Haig Avenue, whatever we romantics might say, is a far, far cry from some of the grounds Wright graced as a composed, ball-playing central defender, not least Wembley. He won 45 England caps, and played a series of blinders during the 1990 World Cup, when Bobby Robson perspicaciously made him sweeper. But no, it does not frustrate him, he insists almost vehemently, to work with players only a fraction as good as he was. “No, no, no, it’s a challenge. I know I can’t improve them 100 per cent, but I can drop little seeds. And as long as they give their all nothing else bothers me. But I do itch to get out there, yes. Sometimes I join in with training and I’m fine running in straight lines. I’m still very fit. But if I throw myself around then I’m in bits the next day.”
Wright is still only 37, but a back injury eventually put paid to a career in which he served, with distinction, Oxford, Southampton, Derby County, Liverpool and, of course, England. He was Graeme Souness’s first and arguably most astute signing at Liverpool, but later fell out with Roy Evans – “no, Roy Evans fell out with me,” he corrects me – when Evans, accusing him of having an “attitude problem”, dropped him from the first-team squad.
There followed a long lay-off with an Achilles problem, and the bleakest period of Wright’s career. That he bounced back was partly down to his good friend Gerry Marsden, of Pacemakers fame. “He told me to stop feeling sorry for myself, pointed out that my sons would be proud to go to Anfield to watch their dad play for the team again.”

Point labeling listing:
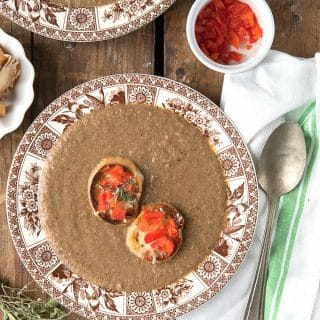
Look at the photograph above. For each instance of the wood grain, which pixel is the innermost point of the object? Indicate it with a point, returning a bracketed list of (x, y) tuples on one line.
[(179, 62), (59, 69)]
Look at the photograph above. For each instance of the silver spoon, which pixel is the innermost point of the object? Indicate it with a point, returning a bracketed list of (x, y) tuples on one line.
[(280, 170)]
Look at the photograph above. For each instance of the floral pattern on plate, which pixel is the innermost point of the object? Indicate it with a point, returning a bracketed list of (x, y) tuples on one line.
[(83, 24), (73, 291)]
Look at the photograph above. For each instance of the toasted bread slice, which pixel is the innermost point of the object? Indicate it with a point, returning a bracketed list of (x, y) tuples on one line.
[(114, 190), (156, 234)]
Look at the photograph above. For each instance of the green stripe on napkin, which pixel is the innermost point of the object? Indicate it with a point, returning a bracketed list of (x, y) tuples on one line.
[(290, 210)]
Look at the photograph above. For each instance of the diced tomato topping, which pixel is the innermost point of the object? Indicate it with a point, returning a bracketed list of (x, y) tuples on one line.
[(143, 225), (103, 198), (118, 213), (154, 235), (164, 245), (172, 228), (223, 24), (102, 205), (152, 214)]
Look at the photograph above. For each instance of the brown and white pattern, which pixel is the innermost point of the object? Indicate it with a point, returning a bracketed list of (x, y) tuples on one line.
[(83, 24), (78, 294)]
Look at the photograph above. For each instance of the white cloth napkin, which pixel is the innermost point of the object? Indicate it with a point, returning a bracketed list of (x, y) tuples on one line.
[(279, 89)]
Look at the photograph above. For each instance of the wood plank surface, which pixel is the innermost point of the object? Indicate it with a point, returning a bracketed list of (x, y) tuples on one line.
[(59, 69)]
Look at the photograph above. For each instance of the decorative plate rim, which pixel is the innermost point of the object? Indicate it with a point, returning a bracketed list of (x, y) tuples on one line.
[(62, 22), (175, 88)]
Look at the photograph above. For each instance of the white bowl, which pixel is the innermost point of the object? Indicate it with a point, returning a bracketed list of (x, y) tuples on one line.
[(22, 95), (254, 56)]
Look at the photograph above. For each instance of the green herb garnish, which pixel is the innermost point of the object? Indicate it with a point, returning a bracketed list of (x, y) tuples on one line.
[(16, 305)]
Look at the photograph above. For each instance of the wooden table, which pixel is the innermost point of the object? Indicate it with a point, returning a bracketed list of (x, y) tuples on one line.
[(160, 48)]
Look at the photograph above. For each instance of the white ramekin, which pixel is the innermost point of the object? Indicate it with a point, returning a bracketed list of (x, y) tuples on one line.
[(254, 56)]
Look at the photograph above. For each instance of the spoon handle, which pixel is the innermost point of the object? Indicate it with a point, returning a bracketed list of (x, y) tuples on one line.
[(255, 306)]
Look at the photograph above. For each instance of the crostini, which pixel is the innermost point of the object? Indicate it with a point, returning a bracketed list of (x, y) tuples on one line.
[(156, 234), (114, 190)]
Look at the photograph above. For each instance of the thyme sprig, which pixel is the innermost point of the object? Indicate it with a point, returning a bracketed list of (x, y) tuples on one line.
[(15, 304)]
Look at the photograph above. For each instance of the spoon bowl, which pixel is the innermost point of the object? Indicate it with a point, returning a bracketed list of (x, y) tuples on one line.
[(280, 170), (283, 160)]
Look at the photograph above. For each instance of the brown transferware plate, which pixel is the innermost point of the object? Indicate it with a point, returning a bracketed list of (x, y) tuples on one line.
[(87, 298), (83, 20)]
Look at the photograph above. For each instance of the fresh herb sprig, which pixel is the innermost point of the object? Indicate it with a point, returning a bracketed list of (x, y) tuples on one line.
[(121, 193), (16, 305)]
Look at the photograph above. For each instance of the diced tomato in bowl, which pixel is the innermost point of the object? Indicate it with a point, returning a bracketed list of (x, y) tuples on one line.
[(230, 36)]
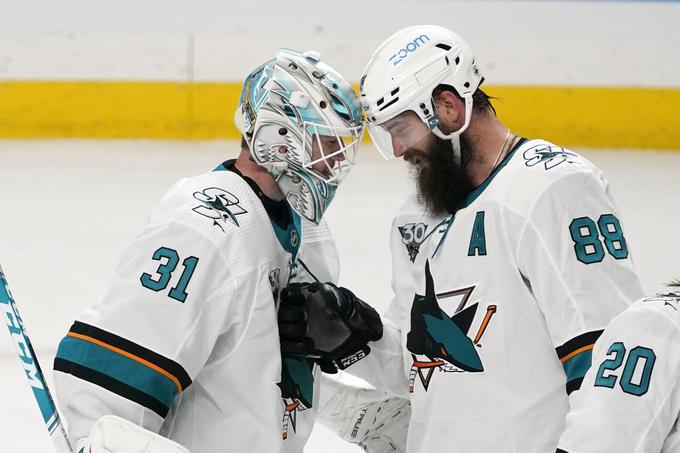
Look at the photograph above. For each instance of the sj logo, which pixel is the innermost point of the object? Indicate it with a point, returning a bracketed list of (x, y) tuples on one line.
[(219, 205), (439, 339), (549, 156)]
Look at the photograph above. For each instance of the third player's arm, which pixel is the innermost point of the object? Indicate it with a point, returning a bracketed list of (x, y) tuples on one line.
[(573, 253)]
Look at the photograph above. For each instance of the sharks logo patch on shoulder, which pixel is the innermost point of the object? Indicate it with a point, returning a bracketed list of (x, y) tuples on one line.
[(219, 205), (670, 299), (549, 156), (439, 337)]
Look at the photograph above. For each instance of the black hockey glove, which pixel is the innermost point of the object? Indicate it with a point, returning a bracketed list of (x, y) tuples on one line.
[(327, 323)]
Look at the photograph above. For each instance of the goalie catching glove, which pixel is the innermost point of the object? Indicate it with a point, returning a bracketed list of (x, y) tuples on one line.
[(327, 323)]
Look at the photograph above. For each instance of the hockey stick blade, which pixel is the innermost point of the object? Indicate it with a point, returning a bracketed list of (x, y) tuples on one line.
[(32, 369)]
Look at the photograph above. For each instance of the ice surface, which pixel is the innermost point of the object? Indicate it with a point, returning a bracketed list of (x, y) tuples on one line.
[(69, 208)]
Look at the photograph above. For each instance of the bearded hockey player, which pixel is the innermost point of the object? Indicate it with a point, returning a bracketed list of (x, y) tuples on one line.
[(185, 341), (630, 398), (508, 260)]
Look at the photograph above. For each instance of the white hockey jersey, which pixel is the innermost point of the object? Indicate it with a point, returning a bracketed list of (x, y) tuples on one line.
[(630, 398), (185, 341), (497, 307)]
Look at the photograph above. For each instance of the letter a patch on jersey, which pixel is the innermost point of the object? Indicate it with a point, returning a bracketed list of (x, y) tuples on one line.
[(438, 340), (478, 238)]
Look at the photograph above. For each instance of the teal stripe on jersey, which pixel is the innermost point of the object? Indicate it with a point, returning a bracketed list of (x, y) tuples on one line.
[(576, 367), (118, 367)]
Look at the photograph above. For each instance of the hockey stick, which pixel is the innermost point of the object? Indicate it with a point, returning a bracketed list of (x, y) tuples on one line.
[(32, 369)]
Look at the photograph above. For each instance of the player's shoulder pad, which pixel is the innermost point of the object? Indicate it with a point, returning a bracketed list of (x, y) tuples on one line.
[(315, 233), (218, 204)]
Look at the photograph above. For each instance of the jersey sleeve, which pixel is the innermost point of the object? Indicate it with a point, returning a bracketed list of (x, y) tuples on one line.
[(573, 254), (134, 353), (629, 398)]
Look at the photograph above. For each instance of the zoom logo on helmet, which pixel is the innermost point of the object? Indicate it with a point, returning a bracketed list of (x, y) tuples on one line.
[(411, 46)]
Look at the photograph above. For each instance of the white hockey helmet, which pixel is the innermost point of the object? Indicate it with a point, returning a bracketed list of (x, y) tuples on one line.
[(302, 122), (404, 71)]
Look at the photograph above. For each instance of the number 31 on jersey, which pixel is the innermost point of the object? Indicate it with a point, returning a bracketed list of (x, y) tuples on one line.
[(169, 259)]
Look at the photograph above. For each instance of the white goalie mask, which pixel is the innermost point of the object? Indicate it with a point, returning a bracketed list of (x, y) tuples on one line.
[(401, 76), (302, 122)]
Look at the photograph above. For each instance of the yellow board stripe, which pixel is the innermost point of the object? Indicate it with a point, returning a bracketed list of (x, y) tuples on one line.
[(611, 117)]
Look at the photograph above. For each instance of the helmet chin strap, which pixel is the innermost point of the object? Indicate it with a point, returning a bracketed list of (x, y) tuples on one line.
[(454, 137)]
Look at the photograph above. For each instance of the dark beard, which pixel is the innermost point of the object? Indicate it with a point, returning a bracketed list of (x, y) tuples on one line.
[(442, 184)]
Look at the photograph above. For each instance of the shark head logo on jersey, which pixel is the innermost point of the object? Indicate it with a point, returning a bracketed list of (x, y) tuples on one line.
[(412, 236), (297, 389), (219, 205), (549, 156), (439, 339)]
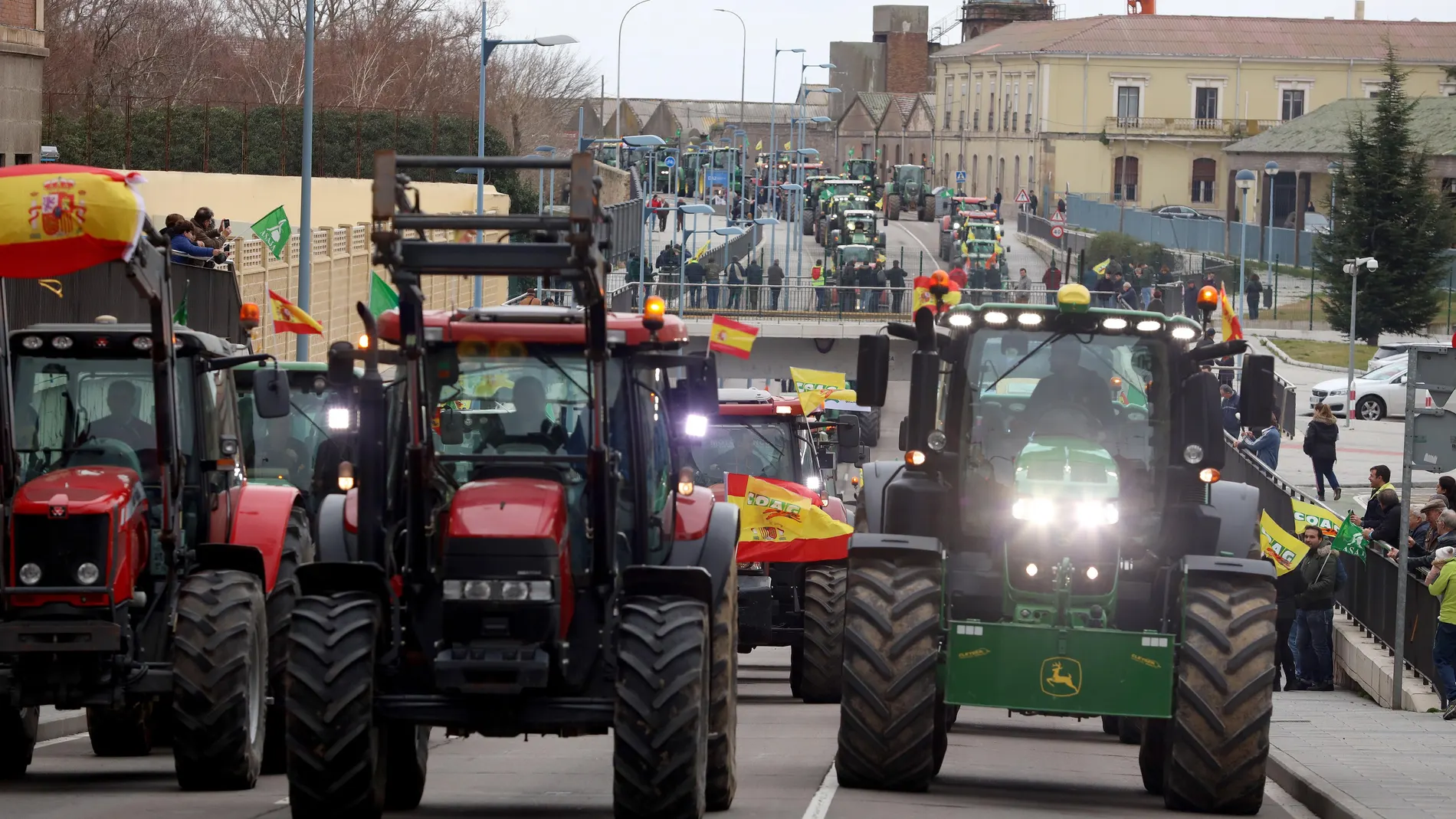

* Objective A
According to the passage on Wright, how many England caps did he win?
* Objective B
Please rewrite the paragraph of the passage on Wright that begins "Wright is still only 37" as a short bulleted list that keeps its main facts.
The listing isn't needed for any of this.

* Task response A
He won 45 England caps.

* Task response B
- Wright is still only 37.
- A back injury eventually ended his career.
- He served Oxford, Southampton, Derby County, Liverpool and England with distinction.
- He was Graeme Souness's first and arguably most astute signing at Liverpool.
- He later fell out with Roy Evans, who accused him of an "attitude problem" and dropped him from the first-team squad. Wright says it was Evans who fell out with him.